DIRECTION A: Rewrite the stepper motor post starting with "They also rate" and going on through "torque at speed.", putting "beginner" in place of "novice".
DIRECTION B:
Answer these questions about the stepper motor post:
(i) At how many positions does the post say the motor can be decelerated to stop?
(ii) What inductance is given for the old motors?
(iii) With full stepping, what speed does the post say would be a push to reach?

PAGE EXTRACT:
-----

CAD CAM EDM DRO - Yahoo Group Archive

Re: Digest Number 1042

Posted by Roman Black
on 2001-01-11 12:17:23 UTC
On the stepper topic, manufacturers like to
rate the HOLDING torque, as it sounds the highest.
They also rate it at 2 phase on, both phases full
rated current. This gives them the biggest figure.

For microstepping, you work with the one-phase-on
current, as this is your worst case torque.
Then all the microsteps are current adjusted
to give this same torque value. A novice might
jump to think "reduce torque?!" but once the motor
is turning things behave very differently and
you get a lot more torque at speed.
You DO want the motor to turn? ;o)

A turning motor has a rotating magnetic field.
In full stepping you are feeding it with square
wave shaped current. Very inefficient. There
are large losses in flyback needing big diodes
which get hot. Part of the energy you are
feeding in is coming back out to "fight" the
motor if that simple analogy makes sense.
And worse, this fighting has a resonant effect
where at some speeds it's not too bad, and
at other speeds you will get 100% torque loss.

Once you run microstepping of 8 or more steps
per full step, the motor is getting a pretty
good sine wave. (4TH/n)x{1-cos(fe)} Excitation
theory shows that there is 50 times less
excitation energy in 8th stepping than in full
stepping, in laymans terms means there is about
50 times less noise, vibration, "fighting" etc
etc. Much more than a 8 times effect.

And it's very nice to be able to decelerate
your motor to stop at any one of 1600 positions.

I like linear microstepping best, this is not
common but works the nicest, especially if
current slewing is used. I have old motors
here that are 34mH (very slow!) and using linear
8th stepping I can rev them from stopped to
30rps (1800rpm) in about a second. With full
stepping I would be pushing to get 4 rps. With
traditional chopper 8th stepping I might get
15 rps, and with a lot of heat loss. :o)
-Roman



> > One thing that I hear from time to time is that the holding torque
of
> > some of these in-between steps is quite a bit less than in other
> > steps, resulting in the increased likelyhood of missed steps. From

> > what you've just explained, it seems to me that there isn't that
much
> > of a decrease... Am I correct in assuming that?
>
> Well, there's in between and there's in between.

-----

(Image box annotation records)
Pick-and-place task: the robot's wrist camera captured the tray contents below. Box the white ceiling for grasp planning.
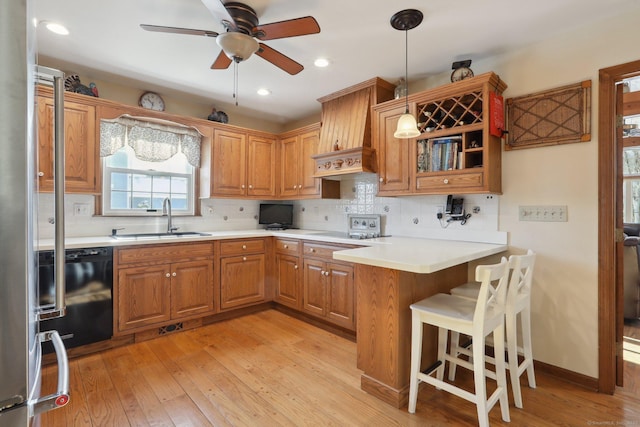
[33,0,640,123]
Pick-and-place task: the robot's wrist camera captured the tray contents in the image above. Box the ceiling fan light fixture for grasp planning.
[216,32,260,62]
[390,9,422,138]
[393,112,420,138]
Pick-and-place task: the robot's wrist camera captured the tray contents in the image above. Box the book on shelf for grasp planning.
[417,135,462,172]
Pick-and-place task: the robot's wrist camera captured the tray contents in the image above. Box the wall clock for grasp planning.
[451,59,473,82]
[138,92,164,111]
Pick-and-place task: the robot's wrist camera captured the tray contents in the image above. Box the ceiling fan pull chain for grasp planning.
[233,61,238,107]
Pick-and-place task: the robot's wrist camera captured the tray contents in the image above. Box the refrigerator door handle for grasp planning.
[36,65,66,320]
[29,331,69,416]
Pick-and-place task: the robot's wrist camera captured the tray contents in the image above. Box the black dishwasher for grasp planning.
[38,247,113,353]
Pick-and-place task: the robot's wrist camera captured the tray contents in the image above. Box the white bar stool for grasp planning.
[449,249,536,408]
[408,258,510,426]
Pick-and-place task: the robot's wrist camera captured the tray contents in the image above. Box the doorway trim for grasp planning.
[598,60,640,394]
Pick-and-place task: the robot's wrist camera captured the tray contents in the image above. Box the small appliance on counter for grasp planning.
[347,214,383,239]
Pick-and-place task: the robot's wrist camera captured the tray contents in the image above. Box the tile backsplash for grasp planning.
[38,174,507,243]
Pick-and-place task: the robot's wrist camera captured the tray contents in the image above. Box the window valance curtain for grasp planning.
[100,115,202,167]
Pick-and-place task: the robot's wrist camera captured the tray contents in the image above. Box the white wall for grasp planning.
[40,5,640,378]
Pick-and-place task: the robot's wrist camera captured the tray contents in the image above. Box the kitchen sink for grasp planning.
[111,231,211,240]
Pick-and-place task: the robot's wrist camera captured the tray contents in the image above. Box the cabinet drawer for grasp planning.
[117,243,213,265]
[276,239,300,255]
[220,239,265,256]
[302,242,355,259]
[416,172,483,190]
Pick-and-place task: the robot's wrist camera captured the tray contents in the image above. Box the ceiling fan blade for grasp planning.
[202,0,236,27]
[254,16,320,40]
[211,51,231,70]
[256,43,304,75]
[140,24,218,37]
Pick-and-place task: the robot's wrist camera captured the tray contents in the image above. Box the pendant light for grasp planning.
[391,9,422,138]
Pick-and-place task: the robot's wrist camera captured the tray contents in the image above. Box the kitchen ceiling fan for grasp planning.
[140,0,320,75]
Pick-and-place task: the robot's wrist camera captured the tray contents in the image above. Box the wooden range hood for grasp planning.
[312,77,395,177]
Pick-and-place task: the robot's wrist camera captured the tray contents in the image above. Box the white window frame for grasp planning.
[102,158,197,217]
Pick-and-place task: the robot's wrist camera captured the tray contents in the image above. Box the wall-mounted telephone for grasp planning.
[444,194,464,217]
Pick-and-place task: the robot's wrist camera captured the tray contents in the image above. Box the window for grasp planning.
[100,116,200,216]
[102,147,195,215]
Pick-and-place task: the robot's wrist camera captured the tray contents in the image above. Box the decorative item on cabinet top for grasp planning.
[207,107,229,123]
[505,80,591,150]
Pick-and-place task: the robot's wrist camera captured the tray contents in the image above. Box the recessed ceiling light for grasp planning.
[313,58,329,68]
[43,21,69,36]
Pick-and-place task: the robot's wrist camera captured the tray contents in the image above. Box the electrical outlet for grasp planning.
[518,206,568,222]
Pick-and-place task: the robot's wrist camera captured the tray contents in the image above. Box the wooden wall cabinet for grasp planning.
[302,242,356,331]
[373,72,507,196]
[201,127,277,198]
[37,94,100,193]
[278,123,340,199]
[114,243,214,334]
[219,239,267,310]
[314,77,395,176]
[274,238,302,310]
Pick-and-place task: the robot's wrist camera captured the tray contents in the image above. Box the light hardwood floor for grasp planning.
[42,310,640,427]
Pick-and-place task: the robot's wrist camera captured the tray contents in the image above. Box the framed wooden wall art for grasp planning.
[505,80,591,150]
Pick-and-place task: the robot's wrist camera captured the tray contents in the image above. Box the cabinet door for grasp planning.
[211,129,247,196]
[374,106,415,195]
[298,130,321,196]
[116,265,171,331]
[326,263,355,330]
[279,136,302,197]
[302,259,327,317]
[275,254,302,310]
[247,135,276,196]
[220,254,266,309]
[38,96,97,193]
[171,261,213,319]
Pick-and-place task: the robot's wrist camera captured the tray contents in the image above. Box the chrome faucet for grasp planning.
[162,197,178,233]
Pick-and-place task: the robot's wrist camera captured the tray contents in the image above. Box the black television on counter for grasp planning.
[258,203,293,230]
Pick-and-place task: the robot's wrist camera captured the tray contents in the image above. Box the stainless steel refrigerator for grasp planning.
[0,0,69,427]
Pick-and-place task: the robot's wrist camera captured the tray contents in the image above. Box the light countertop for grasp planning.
[38,229,508,273]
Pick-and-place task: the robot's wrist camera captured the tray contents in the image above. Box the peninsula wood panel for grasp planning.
[355,263,468,408]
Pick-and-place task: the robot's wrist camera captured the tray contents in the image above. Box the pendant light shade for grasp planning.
[391,9,422,138]
[393,113,420,138]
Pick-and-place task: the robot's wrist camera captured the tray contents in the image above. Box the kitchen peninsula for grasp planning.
[333,237,507,408]
[39,230,507,408]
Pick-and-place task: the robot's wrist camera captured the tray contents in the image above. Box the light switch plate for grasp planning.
[518,205,568,222]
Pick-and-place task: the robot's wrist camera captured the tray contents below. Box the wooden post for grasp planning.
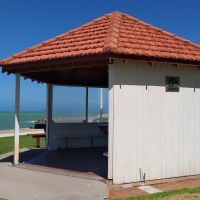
[46,84,53,149]
[14,74,20,165]
[85,87,88,123]
[100,88,103,122]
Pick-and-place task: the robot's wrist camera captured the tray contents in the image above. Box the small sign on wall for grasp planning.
[165,76,180,92]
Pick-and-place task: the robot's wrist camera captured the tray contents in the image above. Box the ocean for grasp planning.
[0,112,45,130]
[0,112,108,130]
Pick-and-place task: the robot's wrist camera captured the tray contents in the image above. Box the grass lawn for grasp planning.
[121,187,200,200]
[0,136,45,155]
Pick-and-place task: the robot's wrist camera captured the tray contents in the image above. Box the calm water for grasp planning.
[0,112,45,130]
[0,112,107,130]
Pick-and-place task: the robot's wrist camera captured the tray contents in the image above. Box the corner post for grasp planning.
[100,88,103,122]
[85,87,88,123]
[46,84,53,149]
[14,74,20,165]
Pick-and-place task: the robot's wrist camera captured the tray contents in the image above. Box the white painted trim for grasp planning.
[14,74,20,165]
[46,84,53,149]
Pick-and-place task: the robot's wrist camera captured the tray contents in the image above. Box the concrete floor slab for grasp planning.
[0,163,108,200]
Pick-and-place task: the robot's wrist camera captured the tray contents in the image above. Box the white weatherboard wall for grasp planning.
[109,62,200,183]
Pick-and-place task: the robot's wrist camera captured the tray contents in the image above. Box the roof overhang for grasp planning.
[1,53,200,87]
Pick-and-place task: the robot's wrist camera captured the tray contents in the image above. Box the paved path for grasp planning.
[0,128,44,138]
[0,163,108,200]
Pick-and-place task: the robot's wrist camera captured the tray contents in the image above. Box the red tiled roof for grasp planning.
[1,12,200,65]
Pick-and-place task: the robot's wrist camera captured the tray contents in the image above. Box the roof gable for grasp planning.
[1,12,200,66]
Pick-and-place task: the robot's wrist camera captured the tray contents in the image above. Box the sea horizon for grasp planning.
[0,111,107,130]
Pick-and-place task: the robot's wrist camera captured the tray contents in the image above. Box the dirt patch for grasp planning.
[162,194,200,200]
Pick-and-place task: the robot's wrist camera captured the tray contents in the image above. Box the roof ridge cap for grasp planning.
[124,14,200,48]
[103,11,122,52]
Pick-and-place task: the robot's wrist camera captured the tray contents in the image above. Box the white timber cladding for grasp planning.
[108,61,200,184]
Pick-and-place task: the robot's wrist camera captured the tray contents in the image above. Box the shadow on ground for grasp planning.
[0,149,46,163]
[28,148,108,178]
[0,148,108,178]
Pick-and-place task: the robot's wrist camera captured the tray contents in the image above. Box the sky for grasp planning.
[0,0,200,111]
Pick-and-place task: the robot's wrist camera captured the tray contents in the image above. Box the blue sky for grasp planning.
[0,0,200,111]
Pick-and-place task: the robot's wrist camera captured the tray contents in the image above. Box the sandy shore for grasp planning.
[0,128,44,138]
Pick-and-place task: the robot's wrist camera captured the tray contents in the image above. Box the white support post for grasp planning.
[85,87,88,123]
[108,65,114,179]
[46,84,53,149]
[14,74,20,165]
[100,88,103,122]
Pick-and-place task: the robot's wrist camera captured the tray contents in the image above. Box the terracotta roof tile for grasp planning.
[1,12,200,66]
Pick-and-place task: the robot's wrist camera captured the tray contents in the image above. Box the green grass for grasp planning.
[0,136,45,155]
[121,187,200,200]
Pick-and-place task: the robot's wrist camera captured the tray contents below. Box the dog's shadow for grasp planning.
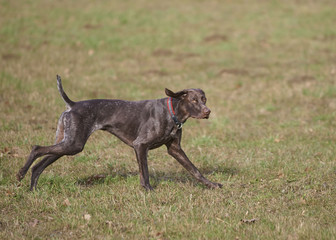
[76,166,239,188]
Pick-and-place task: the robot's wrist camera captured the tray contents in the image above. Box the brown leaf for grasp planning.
[84,213,91,221]
[29,218,40,227]
[63,198,71,207]
[240,218,257,223]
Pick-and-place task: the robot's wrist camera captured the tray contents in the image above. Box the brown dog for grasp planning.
[17,76,222,190]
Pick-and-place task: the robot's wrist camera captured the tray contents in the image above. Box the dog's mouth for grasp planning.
[195,113,210,119]
[203,114,210,119]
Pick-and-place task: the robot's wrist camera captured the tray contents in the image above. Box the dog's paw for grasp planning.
[16,171,24,182]
[206,182,223,189]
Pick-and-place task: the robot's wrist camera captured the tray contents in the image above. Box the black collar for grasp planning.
[167,97,183,129]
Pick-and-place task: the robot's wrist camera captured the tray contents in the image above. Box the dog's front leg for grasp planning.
[134,144,153,190]
[166,141,223,188]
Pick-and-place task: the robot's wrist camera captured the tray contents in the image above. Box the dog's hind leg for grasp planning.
[16,113,64,181]
[30,155,61,191]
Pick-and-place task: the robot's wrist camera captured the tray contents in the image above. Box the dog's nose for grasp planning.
[203,108,211,116]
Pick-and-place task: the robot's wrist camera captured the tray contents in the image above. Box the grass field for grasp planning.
[0,0,336,240]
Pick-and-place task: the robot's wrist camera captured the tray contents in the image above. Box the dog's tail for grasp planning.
[56,75,75,108]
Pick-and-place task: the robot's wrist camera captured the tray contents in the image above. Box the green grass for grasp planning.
[0,0,336,239]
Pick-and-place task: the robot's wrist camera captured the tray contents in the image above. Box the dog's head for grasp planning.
[165,88,211,119]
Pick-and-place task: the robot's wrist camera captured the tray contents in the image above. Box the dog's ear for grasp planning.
[165,88,188,98]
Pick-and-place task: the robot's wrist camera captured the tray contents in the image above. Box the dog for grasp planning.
[17,75,222,190]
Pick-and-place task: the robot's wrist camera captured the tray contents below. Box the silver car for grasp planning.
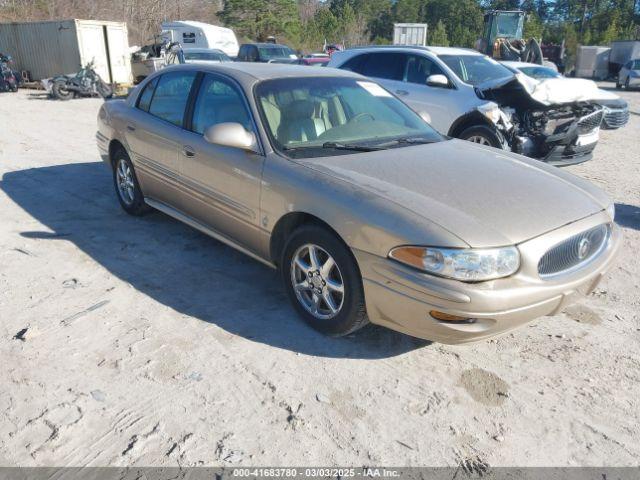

-----

TASK ANSWER A:
They also rate it at 2 phase on, both phases full
rated current. This gives them the biggest figure.

For microstepping, you work with the one-phase-on
current, as this is your worst case torque.
Then all the microsteps are current adjusted
to give this same torque value. A beginner might
jump to think "reduce torque?!" but once the motor
is turning things behave very differently and
you get a lot more torque at speed.

TASK ANSWER B:
(i) 1600
(ii) 34mH
(iii) 4 rps